--- Given data ---

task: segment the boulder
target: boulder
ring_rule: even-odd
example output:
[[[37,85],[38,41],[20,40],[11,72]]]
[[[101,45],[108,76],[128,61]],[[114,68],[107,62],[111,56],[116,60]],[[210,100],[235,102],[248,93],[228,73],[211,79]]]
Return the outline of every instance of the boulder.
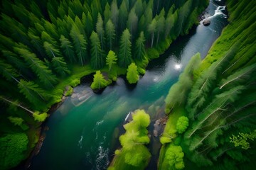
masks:
[[[210,21],[208,20],[208,19],[205,19],[205,20],[203,21],[203,26],[209,26],[210,23]]]

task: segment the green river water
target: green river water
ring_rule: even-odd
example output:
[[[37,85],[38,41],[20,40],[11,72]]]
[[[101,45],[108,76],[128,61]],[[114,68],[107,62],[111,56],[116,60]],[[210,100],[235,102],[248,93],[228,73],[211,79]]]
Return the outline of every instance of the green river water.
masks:
[[[150,115],[152,134],[152,124],[164,115],[164,98],[189,59],[196,52],[205,57],[227,24],[223,11],[210,1],[206,13],[210,25],[201,23],[174,42],[159,59],[150,62],[135,87],[120,77],[101,94],[94,94],[87,84],[75,88],[73,96],[45,123],[49,130],[29,169],[106,169],[119,147],[118,137],[124,132],[122,125],[127,115],[138,108]],[[147,169],[156,169],[160,144],[151,136],[148,147],[152,159]]]

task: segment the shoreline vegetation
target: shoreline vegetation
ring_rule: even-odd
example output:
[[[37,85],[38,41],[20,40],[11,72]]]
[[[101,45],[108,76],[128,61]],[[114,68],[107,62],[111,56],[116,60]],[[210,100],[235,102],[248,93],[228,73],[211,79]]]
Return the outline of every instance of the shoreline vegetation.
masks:
[[[226,5],[229,24],[203,60],[191,58],[166,98],[159,169],[255,168],[256,2]]]
[[[97,73],[92,84],[97,89],[128,72],[128,82],[136,83],[149,60],[198,22],[208,3],[2,1],[1,168],[28,157],[49,109],[70,95],[80,78]]]

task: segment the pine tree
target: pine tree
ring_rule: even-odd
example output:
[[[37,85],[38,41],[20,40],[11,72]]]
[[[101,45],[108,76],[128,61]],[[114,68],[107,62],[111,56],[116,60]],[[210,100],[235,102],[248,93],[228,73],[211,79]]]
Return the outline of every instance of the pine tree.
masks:
[[[91,66],[93,69],[98,69],[105,64],[105,59],[101,50],[98,35],[92,31],[90,40],[91,42]]]
[[[161,32],[164,30],[164,9],[163,8],[161,11],[159,16],[156,18],[156,32],[157,32],[157,38],[156,38],[156,45],[158,45],[158,42],[159,40],[159,35]]]
[[[24,49],[22,46],[14,47],[14,49],[24,58],[29,67],[38,75],[43,86],[47,88],[53,87],[53,84],[57,83],[56,77],[52,74],[49,68],[36,57],[34,53]]]
[[[49,98],[49,96],[46,95],[45,91],[39,88],[38,84],[32,81],[21,79],[18,86],[20,92],[35,106]]]
[[[118,64],[120,67],[127,67],[132,63],[131,47],[131,34],[127,28],[122,33],[120,40],[120,50],[118,55]]]
[[[107,42],[109,45],[109,49],[112,50],[113,41],[115,38],[115,30],[114,26],[111,21],[109,20],[106,24],[106,35],[107,35]]]
[[[111,69],[113,64],[117,64],[117,57],[115,55],[114,52],[110,50],[107,56],[106,63],[109,66],[109,70],[111,71]]]
[[[114,27],[117,30],[117,23],[118,23],[118,7],[117,4],[117,0],[113,0],[111,4],[111,20],[114,25]]]
[[[132,37],[136,35],[136,30],[138,24],[138,17],[135,13],[135,9],[133,8],[128,16],[127,28],[131,33]]]
[[[144,32],[141,32],[139,34],[139,37],[136,41],[136,48],[135,48],[135,58],[142,61],[145,55],[146,55],[146,50],[145,50],[145,38],[144,35]]]
[[[100,71],[97,71],[94,75],[93,82],[91,85],[92,89],[100,89],[107,86],[107,82]]]
[[[82,66],[87,59],[86,45],[87,42],[83,35],[82,35],[76,26],[73,26],[70,30],[70,36],[73,41],[73,45],[75,49],[75,53],[78,60]]]
[[[128,19],[128,10],[125,1],[123,1],[121,4],[119,11],[119,30],[123,30],[126,28],[127,21]]]
[[[100,46],[101,46],[102,51],[103,52],[104,45],[105,45],[103,43],[105,41],[105,37],[104,37],[105,31],[104,31],[104,26],[103,26],[103,20],[102,20],[102,18],[100,13],[98,13],[97,21],[97,23],[96,23],[96,32],[100,37]]]
[[[127,69],[127,79],[129,84],[135,84],[139,80],[139,73],[135,63],[132,62]]]

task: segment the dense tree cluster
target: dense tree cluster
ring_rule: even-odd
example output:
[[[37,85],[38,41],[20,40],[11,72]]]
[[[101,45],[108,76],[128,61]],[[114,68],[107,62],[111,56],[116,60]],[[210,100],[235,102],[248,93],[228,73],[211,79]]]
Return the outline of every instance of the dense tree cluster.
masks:
[[[255,162],[255,143],[251,142],[256,128],[256,25],[250,21],[256,19],[256,2],[227,3],[232,23],[206,58],[193,64],[199,67],[191,68],[196,60],[192,57],[166,98],[166,113],[176,114],[181,108],[191,123],[174,143],[182,146],[185,157],[195,163],[193,169],[250,169]],[[176,128],[183,132],[179,120]]]
[[[151,154],[144,144],[149,143],[149,115],[144,110],[137,110],[132,115],[133,120],[124,125],[126,132],[119,137],[122,148],[116,150],[108,169],[144,169],[149,163]]]

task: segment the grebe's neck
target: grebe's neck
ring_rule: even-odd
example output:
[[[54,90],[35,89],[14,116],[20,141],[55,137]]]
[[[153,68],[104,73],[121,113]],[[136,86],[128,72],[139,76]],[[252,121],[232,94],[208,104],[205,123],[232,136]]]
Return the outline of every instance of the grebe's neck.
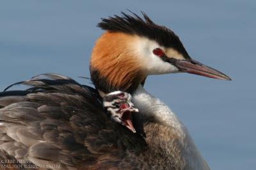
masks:
[[[143,123],[141,129],[149,151],[161,157],[156,161],[164,160],[166,167],[175,169],[209,169],[188,131],[169,107],[141,86],[134,93],[132,102],[140,111],[134,120]]]

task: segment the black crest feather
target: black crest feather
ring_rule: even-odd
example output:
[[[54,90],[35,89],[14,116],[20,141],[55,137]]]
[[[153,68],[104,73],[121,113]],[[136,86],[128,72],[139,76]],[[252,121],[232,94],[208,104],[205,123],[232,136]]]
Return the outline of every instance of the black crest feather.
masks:
[[[108,19],[102,19],[98,26],[104,30],[123,32],[138,35],[156,41],[160,45],[173,47],[185,57],[188,54],[182,42],[173,31],[163,26],[155,24],[147,14],[141,12],[143,18],[131,12],[128,15],[122,12],[122,15],[114,15]]]

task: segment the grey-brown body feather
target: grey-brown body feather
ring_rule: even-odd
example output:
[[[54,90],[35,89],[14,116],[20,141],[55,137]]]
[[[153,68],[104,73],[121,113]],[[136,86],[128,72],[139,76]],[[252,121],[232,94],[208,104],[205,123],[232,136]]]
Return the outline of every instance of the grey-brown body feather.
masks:
[[[45,75],[0,93],[0,158],[19,165],[9,169],[191,169],[174,128],[136,113],[133,134],[107,116],[95,89]]]
[[[127,152],[145,150],[141,137],[107,116],[95,90],[67,77],[48,76],[51,79],[22,82],[32,87],[25,93],[0,93],[2,159],[8,154],[59,169],[93,169],[105,164],[121,167],[126,166],[120,162]]]

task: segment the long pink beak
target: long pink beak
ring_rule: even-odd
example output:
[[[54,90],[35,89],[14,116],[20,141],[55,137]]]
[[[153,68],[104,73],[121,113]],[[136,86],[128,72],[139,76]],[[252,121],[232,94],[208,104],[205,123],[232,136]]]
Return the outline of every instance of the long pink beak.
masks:
[[[172,64],[182,72],[197,74],[216,79],[231,81],[230,77],[225,73],[192,59],[190,61],[175,60]]]

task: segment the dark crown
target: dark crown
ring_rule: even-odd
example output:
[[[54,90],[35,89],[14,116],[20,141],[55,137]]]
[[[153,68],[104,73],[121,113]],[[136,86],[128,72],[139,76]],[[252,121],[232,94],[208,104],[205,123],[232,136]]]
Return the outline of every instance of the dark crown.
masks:
[[[156,41],[160,45],[173,47],[185,57],[188,56],[182,42],[173,31],[163,26],[156,24],[144,12],[143,19],[134,13],[132,15],[122,12],[121,16],[114,15],[102,19],[98,26],[104,30],[138,35]]]

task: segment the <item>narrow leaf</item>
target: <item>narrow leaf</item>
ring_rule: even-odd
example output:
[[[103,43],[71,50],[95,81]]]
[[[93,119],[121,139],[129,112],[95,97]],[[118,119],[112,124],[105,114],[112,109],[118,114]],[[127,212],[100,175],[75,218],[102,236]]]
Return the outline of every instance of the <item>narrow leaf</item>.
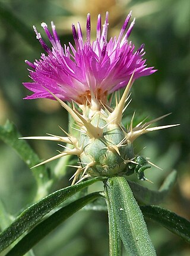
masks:
[[[106,187],[105,195],[109,218],[109,256],[121,256],[121,240],[117,228],[114,209],[112,202],[110,203],[109,201],[108,193],[109,192]]]
[[[94,182],[104,179],[103,177],[96,177],[77,185],[60,189],[31,205],[0,234],[0,252],[11,245],[25,231],[36,224],[46,214],[68,198]]]
[[[0,199],[0,230],[2,230],[11,223],[11,217],[7,212],[3,202]]]
[[[173,171],[165,179],[159,190],[151,190],[135,182],[128,181],[129,185],[138,201],[147,205],[160,203],[168,195],[177,178],[177,172]]]
[[[141,206],[141,209],[145,218],[163,226],[190,243],[190,221],[159,206],[145,205]]]
[[[9,121],[6,122],[5,125],[0,126],[0,138],[12,147],[28,167],[31,168],[39,164],[40,159],[24,140],[18,138],[20,137],[21,135],[16,127]],[[47,186],[49,178],[44,165],[33,169],[32,171],[39,186],[45,184]]]
[[[21,256],[36,243],[86,204],[101,196],[99,192],[86,196],[61,208],[37,225],[6,254],[6,256]]]
[[[156,255],[142,214],[125,178],[110,178],[106,187],[119,233],[129,255]]]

---

## Task statement
Reproduce the rows from the line containing "task: segment the <item>narrow leaf</item>" through the end of the rows, substituting "slender leaf" for "narrow leaf" and keeping everything else the same. Leave out the pictures.

## Answer to this exercise
task: segment the <item>slender leaf</item>
target: <item>slender leaf</item>
ring_rule: even-odd
example output:
[[[103,43],[71,50],[95,81]]]
[[[93,119],[121,139],[129,112],[95,97]],[[118,119],[112,124],[105,114],[112,109],[118,114]],[[127,212],[100,175],[75,218],[102,236]]]
Return the outline of every instance of the <item>slender leaf</item>.
masks:
[[[106,187],[105,195],[109,218],[109,256],[121,256],[121,240],[117,228],[114,209],[112,202],[110,203],[109,201],[108,193],[109,192]]]
[[[94,182],[104,179],[103,177],[96,177],[77,185],[60,189],[31,205],[0,234],[0,252],[11,245],[25,231],[36,224],[46,214],[68,198]]]
[[[0,199],[0,230],[2,230],[11,223],[11,217],[7,212],[3,202]]]
[[[173,171],[165,179],[159,190],[151,190],[135,182],[128,181],[129,185],[138,201],[147,205],[160,203],[168,195],[177,178],[177,172]]]
[[[141,206],[141,209],[145,218],[163,226],[190,243],[190,221],[159,206],[145,205]]]
[[[9,121],[6,122],[5,125],[0,126],[0,138],[12,147],[28,167],[31,168],[39,164],[40,159],[24,140],[18,138],[20,137],[21,135],[16,127]],[[47,186],[49,178],[44,165],[33,169],[32,171],[39,186],[45,184]]]
[[[21,256],[36,243],[86,204],[101,196],[99,192],[86,196],[61,208],[37,225],[6,254],[6,256]]]
[[[156,255],[142,214],[125,178],[110,178],[106,187],[119,233],[129,255]]]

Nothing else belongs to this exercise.